• ARTICLE
XLM-ProphetNet

DISCLAIMER: If you see something strange, file a Github Issue and assign @patrickvonplaten

Overview

The XLM-ProphetNet model was proposed in ProphetNet: Predicting Future N-gram for Sequence-to-Sequence Pre-training, by Yu Yan, Weizhen Qi, Yeyun Gong, Dayiheng Liu, Nan Duan, Jiusheng Chen, Ruofei Zhang, Ming Zhou on 13 Jan, 2020.

XLM-ProphetNet is an encoder-decoder model and can predict n-future tokens for “ngram” language modeling instead of just the next token. Its architecture is identical to ProhpetNet, but the model was trained on the multi-lingual “wiki100” Wikipedia dump.

The abstract from the paper is the following:

In this paper, we present a new sequence-to-sequence pretraining model called ProphetNet, which introduces a novel self-supervised objective named future n-gram prediction and the proposed n-stream self-attention mechanism. Instead of the optimization of one-step ahead prediction in traditional sequence-to-sequence model, the ProphetNet is optimized by n-step ahead prediction which predicts the next n tokens simultaneously based on previous context tokens at each time step. The future n-gram prediction explicitly encourages the model to plan for the future tokens and prevent overfitting on strong local correlations. We pre-train ProphetNet using a base scale dataset (16GB) and a large scale dataset (160GB) respectively. Then we conduct experiments on CNN/DailyMail, Gigaword, and SQuAD 1.1 benchmarks for abstractive summarization and question generation tasks. Experimental results show that ProphetNet achieves new state-of-the-art results on all these datasets compared to the models using the same scale pretraining corpus.

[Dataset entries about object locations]
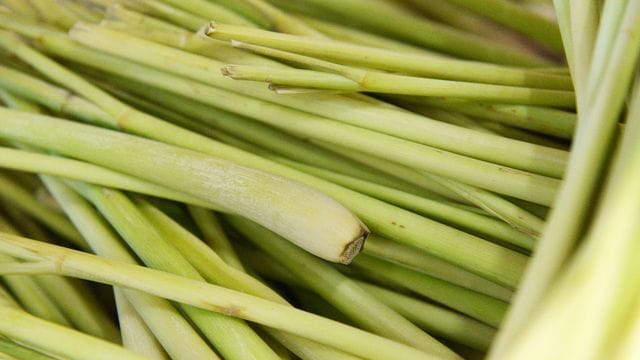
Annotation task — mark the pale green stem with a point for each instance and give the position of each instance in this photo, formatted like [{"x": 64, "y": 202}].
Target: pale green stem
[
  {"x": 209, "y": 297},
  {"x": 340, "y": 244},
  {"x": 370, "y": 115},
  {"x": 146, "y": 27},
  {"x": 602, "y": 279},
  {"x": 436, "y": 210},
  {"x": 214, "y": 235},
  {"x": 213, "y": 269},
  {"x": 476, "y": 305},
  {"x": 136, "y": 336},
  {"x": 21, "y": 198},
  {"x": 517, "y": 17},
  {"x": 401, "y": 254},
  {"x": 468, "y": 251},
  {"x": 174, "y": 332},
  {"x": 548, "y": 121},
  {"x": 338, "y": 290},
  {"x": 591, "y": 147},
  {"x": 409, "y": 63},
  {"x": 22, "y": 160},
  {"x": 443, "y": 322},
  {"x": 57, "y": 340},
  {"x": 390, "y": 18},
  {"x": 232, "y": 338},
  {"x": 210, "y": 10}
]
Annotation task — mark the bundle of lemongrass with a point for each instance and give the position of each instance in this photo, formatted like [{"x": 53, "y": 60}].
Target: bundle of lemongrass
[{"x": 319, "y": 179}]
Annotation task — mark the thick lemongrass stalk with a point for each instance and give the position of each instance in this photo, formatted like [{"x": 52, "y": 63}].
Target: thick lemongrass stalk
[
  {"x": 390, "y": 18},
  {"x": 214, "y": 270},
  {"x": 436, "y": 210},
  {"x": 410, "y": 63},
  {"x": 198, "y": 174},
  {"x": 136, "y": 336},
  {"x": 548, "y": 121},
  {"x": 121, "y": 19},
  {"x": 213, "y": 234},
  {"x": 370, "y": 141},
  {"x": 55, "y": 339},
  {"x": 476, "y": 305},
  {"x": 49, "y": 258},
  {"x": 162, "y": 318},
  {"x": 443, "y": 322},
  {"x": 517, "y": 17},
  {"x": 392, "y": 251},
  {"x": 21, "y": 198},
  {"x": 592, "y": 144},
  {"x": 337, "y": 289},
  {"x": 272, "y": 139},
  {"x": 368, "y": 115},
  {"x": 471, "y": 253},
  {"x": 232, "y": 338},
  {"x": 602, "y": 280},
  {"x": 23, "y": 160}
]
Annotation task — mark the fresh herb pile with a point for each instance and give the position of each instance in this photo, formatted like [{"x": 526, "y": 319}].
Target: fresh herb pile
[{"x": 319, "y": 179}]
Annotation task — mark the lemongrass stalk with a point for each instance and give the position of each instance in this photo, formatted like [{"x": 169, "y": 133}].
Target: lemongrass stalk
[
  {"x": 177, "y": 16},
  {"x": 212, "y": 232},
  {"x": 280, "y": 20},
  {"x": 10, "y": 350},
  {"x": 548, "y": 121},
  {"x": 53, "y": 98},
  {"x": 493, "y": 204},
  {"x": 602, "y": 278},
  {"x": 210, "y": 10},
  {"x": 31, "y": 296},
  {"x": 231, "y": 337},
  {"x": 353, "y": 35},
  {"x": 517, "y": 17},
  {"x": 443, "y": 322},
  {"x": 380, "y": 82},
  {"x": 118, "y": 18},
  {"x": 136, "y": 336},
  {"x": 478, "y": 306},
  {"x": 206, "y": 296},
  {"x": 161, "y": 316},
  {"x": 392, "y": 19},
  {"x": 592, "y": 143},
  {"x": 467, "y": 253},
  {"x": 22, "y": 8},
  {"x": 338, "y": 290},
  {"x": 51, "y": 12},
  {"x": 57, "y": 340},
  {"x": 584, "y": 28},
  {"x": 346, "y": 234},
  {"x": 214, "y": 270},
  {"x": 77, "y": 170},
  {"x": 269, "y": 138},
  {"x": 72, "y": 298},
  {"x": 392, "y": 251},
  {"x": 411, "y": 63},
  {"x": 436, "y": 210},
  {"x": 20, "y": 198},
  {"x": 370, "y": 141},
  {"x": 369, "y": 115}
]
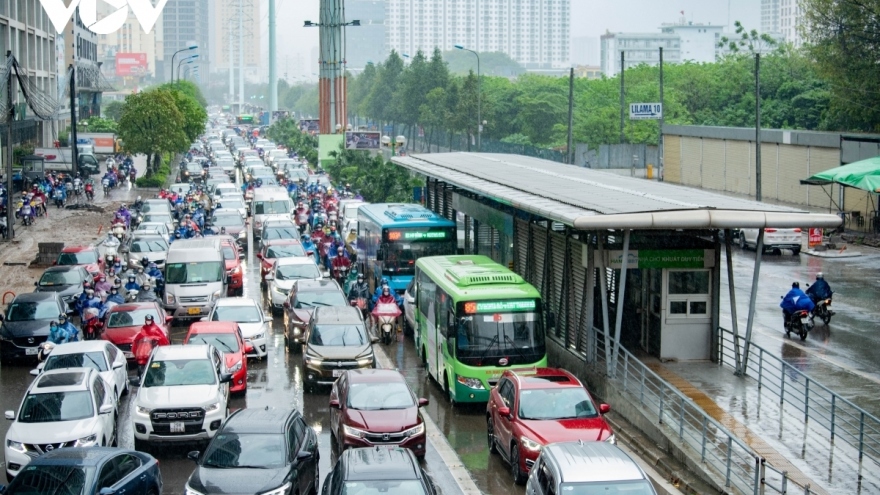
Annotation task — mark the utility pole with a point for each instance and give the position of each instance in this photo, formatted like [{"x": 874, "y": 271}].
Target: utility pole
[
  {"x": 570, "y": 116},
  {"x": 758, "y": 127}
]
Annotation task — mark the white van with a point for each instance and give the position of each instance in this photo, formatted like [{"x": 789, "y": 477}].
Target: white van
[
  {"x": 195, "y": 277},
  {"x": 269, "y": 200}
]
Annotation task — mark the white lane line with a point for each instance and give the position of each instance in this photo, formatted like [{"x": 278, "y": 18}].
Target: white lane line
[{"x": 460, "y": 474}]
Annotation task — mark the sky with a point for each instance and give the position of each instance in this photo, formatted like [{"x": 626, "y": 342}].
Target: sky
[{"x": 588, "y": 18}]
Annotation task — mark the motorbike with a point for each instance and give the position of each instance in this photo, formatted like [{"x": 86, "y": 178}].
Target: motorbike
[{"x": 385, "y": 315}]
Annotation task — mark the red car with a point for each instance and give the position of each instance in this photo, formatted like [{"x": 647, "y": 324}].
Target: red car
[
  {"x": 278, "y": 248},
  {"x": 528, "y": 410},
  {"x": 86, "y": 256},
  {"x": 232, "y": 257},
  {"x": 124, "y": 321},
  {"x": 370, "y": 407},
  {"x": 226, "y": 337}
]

• YOUR GOAL
Output the stretch of the XLM-ProphetNet text from "DISCLAIMER: If you" through "13 Jan, 2020.". These entries were taken from a different source.

• RESULT FOR THIS TASK
DISCLAIMER: If you see something strange, file a Github Issue and assign @patrickvonplaten

Overview

The XLM-ProphetNet model was proposed in ProphetNet: Predicting Future N-gram for Sequence-to-Sequence Pre-training, by Yu Yan, Weizhen Qi, Yeyun Gong, Dayiheng Liu, Nan Duan, Jiusheng Chen, Ruofei Zhang, Ming Zhou on 13 Jan, 2020.